▸ **EXERCISE REQUIREMENTS**
Please update the rows from the line containing "Wildlife-survey tagging: tag each instance of the dark" through the last row, changing "single marker" to "single dot" and keeping everything else the same. Return only those lines.
───── EXERCISE INPUTS ─────
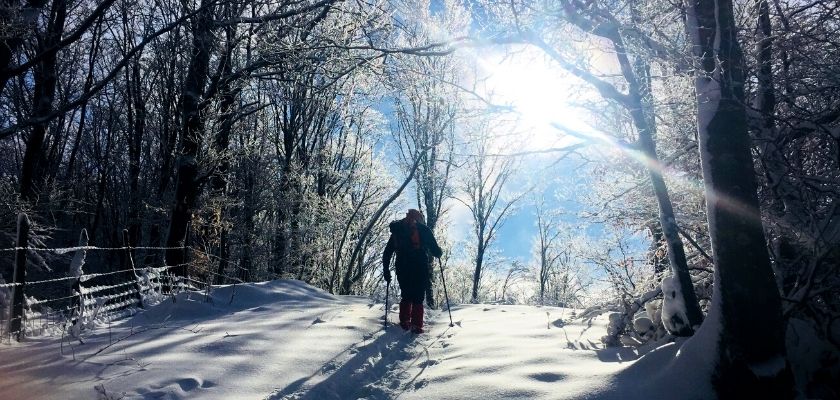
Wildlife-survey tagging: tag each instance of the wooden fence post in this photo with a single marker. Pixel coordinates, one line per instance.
(17, 316)
(77, 270)
(130, 258)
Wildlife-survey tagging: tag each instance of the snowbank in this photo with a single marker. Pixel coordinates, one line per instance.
(287, 340)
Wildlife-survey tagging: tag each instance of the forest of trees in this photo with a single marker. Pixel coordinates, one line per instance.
(257, 140)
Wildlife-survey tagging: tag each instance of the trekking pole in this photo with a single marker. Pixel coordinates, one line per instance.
(445, 293)
(387, 288)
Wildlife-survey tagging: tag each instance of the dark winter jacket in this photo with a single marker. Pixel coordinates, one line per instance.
(413, 263)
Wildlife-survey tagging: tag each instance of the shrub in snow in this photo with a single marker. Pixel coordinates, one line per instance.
(644, 326)
(673, 308)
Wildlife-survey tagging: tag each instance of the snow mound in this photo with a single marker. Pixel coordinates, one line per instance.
(287, 340)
─────
▸ **WRITTEN SOLUTION**
Wildlife-survey tagging: tag each instance of the dark winter jacket in this photo with a single dot. Pixel coordinates, one line per instance.
(413, 263)
Wildlife-survey tagging: tag each instance of the shrub in snow in this photo with a single dot. Pixel coordinates, one line per instance.
(644, 326)
(673, 308)
Wildlife-survey tagging: tag each instance of the snow mound in this photo with a single dot. Pixel coordinates, one line per instance.
(287, 340)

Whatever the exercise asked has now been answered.